====== Document extract ======

It falls to Eggsy, Merlin and a still kinda messed-up Harry – along with the help of Statesman – to save the day, finding a way to track down Poppy and put a stop to her scheme. They’re the only ones who can save the millions upon millions of potential victims.

Bear in mind that there’s a lot of other stuff going on in this movie. The margins of the narrative are stuffed with subplots of varying degrees of necessity. Some of it is funny, some of it results in some pretty fantastic set pieces, but it just gets to be too much. There’s real runtime bloat here – the film clocks in at 141 minutes and could have pretty easily been trimmed to two hours even.

====== Information provided ======

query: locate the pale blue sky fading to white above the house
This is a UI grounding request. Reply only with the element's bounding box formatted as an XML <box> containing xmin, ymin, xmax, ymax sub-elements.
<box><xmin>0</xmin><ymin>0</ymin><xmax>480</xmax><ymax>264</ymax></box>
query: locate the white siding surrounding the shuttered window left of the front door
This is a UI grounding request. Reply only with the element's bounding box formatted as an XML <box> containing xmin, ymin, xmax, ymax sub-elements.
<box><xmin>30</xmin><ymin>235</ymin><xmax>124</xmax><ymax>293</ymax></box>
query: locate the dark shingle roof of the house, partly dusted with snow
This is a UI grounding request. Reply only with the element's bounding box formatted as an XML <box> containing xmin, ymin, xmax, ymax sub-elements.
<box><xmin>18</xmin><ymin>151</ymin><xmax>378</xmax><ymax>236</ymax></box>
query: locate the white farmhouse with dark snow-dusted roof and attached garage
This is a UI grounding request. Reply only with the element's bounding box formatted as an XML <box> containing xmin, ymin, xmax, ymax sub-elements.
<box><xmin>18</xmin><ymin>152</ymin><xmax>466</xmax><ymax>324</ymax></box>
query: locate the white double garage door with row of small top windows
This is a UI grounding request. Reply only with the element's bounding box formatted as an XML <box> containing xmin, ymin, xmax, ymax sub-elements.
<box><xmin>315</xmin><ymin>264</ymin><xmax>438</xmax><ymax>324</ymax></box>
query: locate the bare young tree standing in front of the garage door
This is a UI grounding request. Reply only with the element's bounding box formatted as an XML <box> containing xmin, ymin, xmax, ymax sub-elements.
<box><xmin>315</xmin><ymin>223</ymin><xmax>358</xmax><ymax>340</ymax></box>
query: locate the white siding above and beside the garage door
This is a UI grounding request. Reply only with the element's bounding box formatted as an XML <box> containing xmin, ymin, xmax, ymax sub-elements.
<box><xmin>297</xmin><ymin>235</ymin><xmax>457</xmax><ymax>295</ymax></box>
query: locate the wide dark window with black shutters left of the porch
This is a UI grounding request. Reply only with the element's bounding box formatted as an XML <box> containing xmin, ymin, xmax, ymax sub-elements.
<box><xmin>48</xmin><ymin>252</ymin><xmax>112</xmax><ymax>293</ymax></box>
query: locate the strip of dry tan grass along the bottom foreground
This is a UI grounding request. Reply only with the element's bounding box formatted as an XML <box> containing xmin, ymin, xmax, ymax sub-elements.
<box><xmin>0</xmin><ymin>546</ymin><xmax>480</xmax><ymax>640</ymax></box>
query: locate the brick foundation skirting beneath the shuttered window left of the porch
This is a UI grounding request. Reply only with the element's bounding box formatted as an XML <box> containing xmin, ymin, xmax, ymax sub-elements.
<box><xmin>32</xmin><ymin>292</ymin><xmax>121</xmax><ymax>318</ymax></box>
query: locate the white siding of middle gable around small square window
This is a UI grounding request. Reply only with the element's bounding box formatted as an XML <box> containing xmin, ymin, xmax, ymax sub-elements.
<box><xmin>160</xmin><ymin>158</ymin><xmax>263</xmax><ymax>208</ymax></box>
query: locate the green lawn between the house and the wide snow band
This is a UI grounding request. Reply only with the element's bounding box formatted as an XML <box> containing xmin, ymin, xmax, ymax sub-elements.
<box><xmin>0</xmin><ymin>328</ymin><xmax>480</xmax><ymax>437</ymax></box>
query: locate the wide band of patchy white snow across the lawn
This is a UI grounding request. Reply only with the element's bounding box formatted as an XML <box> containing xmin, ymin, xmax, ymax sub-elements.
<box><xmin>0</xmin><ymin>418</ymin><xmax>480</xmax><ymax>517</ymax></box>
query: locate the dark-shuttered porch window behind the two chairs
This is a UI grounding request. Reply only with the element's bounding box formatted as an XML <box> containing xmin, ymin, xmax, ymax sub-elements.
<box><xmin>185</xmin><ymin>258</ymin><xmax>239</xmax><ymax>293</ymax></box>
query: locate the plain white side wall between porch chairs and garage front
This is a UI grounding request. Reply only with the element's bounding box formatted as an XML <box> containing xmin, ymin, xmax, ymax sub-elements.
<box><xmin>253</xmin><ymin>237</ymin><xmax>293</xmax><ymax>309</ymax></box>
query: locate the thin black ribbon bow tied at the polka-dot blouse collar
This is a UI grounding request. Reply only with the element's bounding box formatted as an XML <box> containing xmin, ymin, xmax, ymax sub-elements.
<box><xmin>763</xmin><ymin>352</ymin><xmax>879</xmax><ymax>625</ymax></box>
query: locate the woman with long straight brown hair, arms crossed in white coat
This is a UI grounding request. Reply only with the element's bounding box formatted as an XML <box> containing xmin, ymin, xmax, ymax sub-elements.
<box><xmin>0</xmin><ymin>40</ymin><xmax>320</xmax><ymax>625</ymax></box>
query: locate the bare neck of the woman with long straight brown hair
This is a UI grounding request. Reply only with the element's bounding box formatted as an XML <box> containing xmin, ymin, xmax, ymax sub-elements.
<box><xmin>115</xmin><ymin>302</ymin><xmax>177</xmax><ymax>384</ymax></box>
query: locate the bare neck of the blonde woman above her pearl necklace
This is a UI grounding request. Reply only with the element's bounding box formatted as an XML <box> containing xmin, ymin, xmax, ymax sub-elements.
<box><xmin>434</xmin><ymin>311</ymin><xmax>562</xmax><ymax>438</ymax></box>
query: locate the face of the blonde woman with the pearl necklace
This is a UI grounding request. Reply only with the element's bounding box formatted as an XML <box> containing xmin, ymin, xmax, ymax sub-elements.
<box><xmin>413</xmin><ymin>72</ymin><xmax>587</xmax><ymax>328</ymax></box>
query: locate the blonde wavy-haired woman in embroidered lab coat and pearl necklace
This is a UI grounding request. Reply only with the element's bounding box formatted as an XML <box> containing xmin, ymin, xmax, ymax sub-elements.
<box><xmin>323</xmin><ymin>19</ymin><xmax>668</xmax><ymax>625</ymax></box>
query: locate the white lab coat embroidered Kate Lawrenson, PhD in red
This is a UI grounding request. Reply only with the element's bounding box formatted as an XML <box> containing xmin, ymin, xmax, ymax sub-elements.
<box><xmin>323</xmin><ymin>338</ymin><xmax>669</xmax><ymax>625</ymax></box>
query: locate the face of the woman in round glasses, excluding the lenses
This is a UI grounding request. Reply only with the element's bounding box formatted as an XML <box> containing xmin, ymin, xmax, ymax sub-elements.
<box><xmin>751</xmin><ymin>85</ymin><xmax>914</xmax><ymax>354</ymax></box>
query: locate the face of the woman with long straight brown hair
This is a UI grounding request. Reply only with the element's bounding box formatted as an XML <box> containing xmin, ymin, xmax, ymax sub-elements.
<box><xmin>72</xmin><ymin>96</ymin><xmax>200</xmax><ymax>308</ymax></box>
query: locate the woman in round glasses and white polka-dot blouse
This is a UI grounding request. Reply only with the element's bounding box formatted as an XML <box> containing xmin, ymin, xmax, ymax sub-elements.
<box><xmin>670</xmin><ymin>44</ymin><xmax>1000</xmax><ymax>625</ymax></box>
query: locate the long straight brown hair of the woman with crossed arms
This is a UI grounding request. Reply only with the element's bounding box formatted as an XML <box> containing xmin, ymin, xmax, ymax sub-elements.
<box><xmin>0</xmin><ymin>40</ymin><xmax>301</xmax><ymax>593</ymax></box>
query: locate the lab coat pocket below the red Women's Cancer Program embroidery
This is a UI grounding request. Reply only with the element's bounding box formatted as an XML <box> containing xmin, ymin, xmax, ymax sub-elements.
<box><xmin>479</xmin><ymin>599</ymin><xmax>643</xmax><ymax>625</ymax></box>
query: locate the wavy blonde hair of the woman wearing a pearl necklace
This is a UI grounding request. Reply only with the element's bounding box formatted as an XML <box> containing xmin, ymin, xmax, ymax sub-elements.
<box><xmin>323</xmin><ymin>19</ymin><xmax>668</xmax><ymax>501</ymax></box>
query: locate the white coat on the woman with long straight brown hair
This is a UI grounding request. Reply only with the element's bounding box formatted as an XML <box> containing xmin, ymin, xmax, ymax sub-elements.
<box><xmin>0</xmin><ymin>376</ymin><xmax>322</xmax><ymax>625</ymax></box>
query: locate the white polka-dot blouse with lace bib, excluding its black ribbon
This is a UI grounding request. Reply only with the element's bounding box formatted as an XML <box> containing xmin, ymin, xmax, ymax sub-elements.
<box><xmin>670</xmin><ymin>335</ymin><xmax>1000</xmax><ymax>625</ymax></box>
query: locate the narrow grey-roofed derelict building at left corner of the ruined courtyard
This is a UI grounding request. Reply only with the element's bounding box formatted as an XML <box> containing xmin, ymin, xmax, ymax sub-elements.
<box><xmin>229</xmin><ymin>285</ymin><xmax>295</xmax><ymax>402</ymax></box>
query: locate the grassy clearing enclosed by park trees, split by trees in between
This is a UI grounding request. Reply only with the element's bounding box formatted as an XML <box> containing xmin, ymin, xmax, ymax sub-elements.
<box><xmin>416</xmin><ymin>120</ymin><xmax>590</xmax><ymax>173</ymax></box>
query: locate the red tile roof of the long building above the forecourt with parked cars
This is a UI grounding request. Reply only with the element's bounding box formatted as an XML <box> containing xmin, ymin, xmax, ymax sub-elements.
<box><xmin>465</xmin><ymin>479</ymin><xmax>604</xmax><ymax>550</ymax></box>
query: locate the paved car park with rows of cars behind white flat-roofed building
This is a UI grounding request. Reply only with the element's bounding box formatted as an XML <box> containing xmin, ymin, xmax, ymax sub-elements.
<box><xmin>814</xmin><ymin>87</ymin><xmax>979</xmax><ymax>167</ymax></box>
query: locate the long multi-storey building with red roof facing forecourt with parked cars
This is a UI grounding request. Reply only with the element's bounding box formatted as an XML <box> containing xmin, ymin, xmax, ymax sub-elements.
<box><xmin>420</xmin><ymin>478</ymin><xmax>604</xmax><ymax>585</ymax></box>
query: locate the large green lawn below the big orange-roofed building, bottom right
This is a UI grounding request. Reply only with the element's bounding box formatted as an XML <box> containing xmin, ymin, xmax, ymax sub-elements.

======

Goal of the exercise>
Answer each question from the review excerpt.
(a) Which organization helps Eggsy, Merlin and Harry?
(b) How many minutes long is the film?
(c) To what length could the film have been trimmed?
Base every response on the review excerpt alone.

Result for this exercise>
(a) Statesman
(b) 141 minutes
(c) Two hours